Exercise prompt
Reproduce verbatim every line from the one containing "Target — sky" through the final line below, inclusive, and nothing else.

Point labeling examples:
↓↓↓
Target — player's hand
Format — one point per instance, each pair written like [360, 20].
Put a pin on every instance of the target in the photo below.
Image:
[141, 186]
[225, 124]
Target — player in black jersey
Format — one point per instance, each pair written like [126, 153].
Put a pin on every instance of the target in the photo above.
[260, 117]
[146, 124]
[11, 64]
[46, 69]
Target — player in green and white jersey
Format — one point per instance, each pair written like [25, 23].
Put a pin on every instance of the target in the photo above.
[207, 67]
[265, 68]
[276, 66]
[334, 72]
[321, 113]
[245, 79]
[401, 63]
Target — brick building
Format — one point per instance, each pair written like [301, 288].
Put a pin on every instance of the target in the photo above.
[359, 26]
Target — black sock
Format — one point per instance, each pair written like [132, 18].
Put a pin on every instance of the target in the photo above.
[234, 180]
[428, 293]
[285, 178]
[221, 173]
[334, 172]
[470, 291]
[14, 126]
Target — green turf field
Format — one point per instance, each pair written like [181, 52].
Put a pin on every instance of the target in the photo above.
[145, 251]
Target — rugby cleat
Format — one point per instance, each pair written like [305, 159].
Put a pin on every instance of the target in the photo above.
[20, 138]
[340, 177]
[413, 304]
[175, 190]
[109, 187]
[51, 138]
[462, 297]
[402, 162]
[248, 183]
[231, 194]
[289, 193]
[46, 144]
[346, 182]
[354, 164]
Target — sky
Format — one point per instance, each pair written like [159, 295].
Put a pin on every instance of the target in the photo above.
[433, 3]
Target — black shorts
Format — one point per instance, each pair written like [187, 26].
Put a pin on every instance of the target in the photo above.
↑↑↑
Final answer
Target — sky
Format — one point per instance, each pair written like [159, 295].
Put a pin on every instance of the target in the photo above.
[433, 3]
Target — black shorts
Format — one point per instance, each pair written like [187, 26].
Put a pin on every instance of the target in the photo above.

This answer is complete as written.